* [RECORDS SHOWN]:
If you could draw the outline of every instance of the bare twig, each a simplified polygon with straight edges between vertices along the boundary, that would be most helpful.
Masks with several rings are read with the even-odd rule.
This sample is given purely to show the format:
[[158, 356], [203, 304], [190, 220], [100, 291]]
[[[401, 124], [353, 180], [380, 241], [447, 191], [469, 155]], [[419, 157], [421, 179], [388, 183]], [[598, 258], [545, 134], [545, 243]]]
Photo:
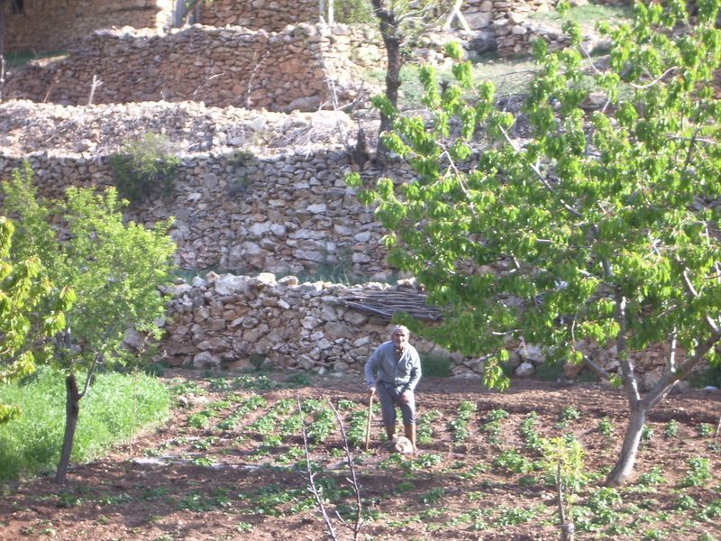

* [WHAT TO DO]: Change every occurrence of "bare twig" in the data above to "dry branch" and leave all other wording unchanged. Omit the pictures from your answer.

* [RESPONSE TO THIS TASK]:
If you could draw the outline of every instance of the dry branch, each a simplified polygon with straight edges between vertices along the boundary, that would be most helpful.
Masks with several rings are read with the even-odd rule.
This sample is given purely to show the format:
[[158, 356], [203, 304], [190, 220], [100, 291]]
[[[401, 124], [353, 180], [380, 241], [447, 191], [469, 155]], [[419, 157], [421, 179], [388, 183]], [[598, 258], [545, 134], [545, 243]]]
Photo:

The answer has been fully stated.